- [ACTIVITY]:
Read the data, and whenever a line holds the word "head", report that line.

Items from a dataset
--- START ---

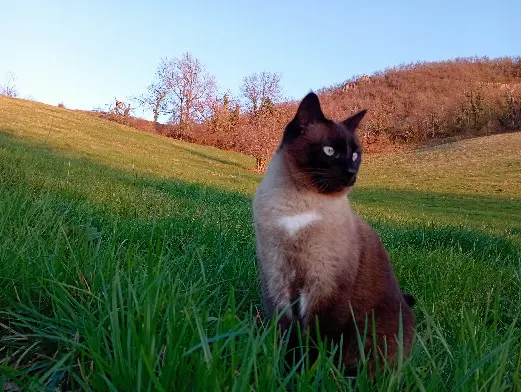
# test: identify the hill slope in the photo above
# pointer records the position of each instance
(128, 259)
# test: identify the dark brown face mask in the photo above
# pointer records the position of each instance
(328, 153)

--- END ---
--- START ---

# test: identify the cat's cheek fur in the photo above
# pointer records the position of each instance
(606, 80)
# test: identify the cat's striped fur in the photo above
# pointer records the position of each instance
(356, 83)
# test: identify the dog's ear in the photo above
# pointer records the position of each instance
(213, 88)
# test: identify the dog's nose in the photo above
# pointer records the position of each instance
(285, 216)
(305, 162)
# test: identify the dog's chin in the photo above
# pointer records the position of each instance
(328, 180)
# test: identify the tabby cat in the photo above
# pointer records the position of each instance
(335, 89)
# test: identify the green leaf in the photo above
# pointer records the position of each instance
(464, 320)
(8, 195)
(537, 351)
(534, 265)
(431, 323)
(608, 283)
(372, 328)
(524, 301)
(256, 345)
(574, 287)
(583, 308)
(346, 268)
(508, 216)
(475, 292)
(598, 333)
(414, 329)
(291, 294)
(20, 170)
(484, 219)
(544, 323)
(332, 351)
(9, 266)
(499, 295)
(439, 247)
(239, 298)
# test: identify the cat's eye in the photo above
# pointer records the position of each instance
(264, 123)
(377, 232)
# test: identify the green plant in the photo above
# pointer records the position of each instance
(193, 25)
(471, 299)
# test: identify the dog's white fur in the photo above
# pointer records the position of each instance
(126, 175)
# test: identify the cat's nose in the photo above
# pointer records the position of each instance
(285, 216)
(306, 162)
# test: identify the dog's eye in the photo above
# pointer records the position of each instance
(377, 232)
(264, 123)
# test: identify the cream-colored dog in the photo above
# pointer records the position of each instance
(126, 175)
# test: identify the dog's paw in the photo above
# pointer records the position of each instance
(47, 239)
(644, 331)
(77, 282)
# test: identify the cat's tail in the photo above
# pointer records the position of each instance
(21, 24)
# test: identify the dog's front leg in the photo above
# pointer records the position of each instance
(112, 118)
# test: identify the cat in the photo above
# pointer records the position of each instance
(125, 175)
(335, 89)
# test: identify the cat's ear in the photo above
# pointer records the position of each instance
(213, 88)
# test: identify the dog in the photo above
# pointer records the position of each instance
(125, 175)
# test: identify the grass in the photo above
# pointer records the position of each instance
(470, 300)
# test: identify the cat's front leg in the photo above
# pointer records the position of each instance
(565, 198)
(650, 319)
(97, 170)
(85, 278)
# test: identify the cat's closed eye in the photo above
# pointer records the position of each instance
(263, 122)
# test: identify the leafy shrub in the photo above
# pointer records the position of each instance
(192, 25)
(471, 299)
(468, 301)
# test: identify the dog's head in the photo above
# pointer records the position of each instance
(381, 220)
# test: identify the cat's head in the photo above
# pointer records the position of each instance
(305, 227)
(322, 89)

--- END ---

- [TASK RESPONSE]:
# test: identify the dog's head in the photo above
# test: identify the cat's head in the photo above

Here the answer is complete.